**AIM OF THE EXERCISE:**
Could you reproduce, word for word, everything below from the line containing "Target: evergreen tree" down to the line containing "Target: locomotive windshield", with both of those lines included and no others?

**EXTRACTED DATA:**
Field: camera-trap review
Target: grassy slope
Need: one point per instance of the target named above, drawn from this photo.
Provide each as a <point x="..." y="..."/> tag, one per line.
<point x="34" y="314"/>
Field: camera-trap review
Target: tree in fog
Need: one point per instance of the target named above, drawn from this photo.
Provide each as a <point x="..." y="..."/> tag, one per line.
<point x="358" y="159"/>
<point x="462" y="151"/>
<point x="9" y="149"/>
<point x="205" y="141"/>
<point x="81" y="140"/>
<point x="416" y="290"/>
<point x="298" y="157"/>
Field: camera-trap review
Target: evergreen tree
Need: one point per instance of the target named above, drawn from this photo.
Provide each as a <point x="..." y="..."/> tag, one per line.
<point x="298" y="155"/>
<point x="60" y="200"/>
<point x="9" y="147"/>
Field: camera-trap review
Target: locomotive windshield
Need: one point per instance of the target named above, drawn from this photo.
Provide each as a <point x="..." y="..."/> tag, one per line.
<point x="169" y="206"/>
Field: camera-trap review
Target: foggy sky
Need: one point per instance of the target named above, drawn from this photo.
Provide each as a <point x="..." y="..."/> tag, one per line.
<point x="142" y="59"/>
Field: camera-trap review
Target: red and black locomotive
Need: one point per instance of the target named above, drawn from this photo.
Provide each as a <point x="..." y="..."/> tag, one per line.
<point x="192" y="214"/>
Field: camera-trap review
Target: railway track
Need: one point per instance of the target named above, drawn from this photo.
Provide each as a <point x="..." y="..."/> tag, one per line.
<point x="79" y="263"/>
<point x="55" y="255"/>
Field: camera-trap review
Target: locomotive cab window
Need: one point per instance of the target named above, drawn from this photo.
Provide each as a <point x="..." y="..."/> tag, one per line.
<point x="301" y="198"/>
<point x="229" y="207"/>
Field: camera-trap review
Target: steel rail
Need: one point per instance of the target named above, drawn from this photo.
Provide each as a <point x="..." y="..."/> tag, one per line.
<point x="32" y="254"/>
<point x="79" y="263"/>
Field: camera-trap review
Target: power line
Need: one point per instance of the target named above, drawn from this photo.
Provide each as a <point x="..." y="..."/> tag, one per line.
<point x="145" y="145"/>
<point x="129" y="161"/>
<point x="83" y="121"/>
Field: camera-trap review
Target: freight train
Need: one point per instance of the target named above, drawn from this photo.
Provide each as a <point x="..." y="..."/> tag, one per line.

**WRITTEN ANSWER:**
Target: evergreen tree
Need: one point per instance of the target named above, drawn from this photo.
Provide each as a <point x="..." y="..."/> tag, one per line.
<point x="298" y="155"/>
<point x="60" y="200"/>
<point x="9" y="147"/>
Field: camera-trap review
Target: locomotive windshield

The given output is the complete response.